* _THE TASK_: Write the next part of the forum thread about Tony's orchid shipment, starting right after its last line.

* _TEXT EXCERPT_:
# Christmas in February



## Tony (Feb 2, 2022)

Unpacking a box from Orchid Inn might be better than presents from Santa. I had to take advantage of the Paph Forum discount and decided to give my roths collection a boost. As always the plants are beautifully grown and way bigger than I expected.


----------



## GuRu (Feb 2, 2022)

Wow, great haul, Tony and you are right.....at least ten times better than a boring Christmas present. Good luck and we all are looking forward to seeing first flowers of these plants here very soon.


----------



## Tony (Feb 2, 2022)

I have first bloomers in sheath now that are smaller than some of these so maybe I'll get lucky, I'd say next year is definitely a safe bet if they don't spike this season.


----------



## Happypaphy7 (Feb 3, 2022)

I always wondered how such large plants are packed without bending the leaves as I've only bought multis in seedling stages. 
They look like they travelled in the box perfectly fine. 
What are those two smaller ones in the very front?


----------



## Tony (Feb 3, 2022)

* _SUPPLIED DATA_:
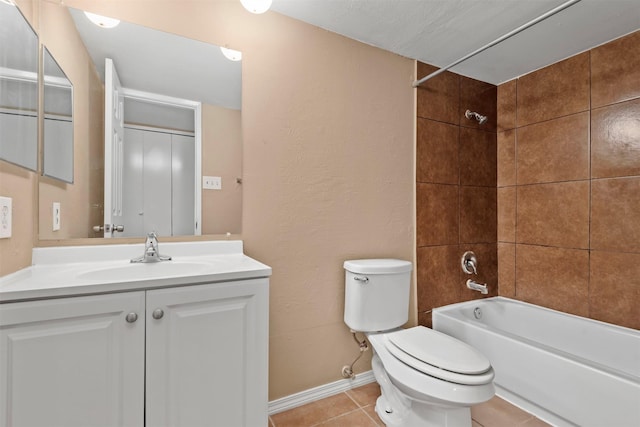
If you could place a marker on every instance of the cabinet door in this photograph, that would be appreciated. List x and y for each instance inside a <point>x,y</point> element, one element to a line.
<point>72,362</point>
<point>207,356</point>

* _TASK OUTPUT_:
They're all roths, the smallest are 'King Kong' x 'Sandy'. The others are 'Black Diamond' x 'Western Monarch 2', 'Giant Wings Jr.' x 'X-Hot' SSM/JOGA, 'Giant Wings' GM/WOC x '2nd Dimension', 'Giant Wings' GM/WOC x 'X-Hot' SSM/JOGA, and 'Gold Dynasty' x 'Giant Wings' GM/WOC, two of each cross. I'll try to remember to take pics of the packing next time, the way he wraps them up is a work of art.


----------



## Happypaphy7 (Feb 3, 2022)

Thank you!
When I was going through his list, the name 'X-Hot SSM/JOGA' and its description got my attention the most.
Atlas, my space is full again. lol
Good luck with all the roths. hopefully at least one will turn out super cool!!


----------



## NYEric (Feb 3, 2022)

Cool, good luck.


----------



## cnycharles (Feb 3, 2022)

Those are big!


----------



## Duck Slipper (Feb 3, 2022)

Merry Christmas!!!
Definitely worth waiting for.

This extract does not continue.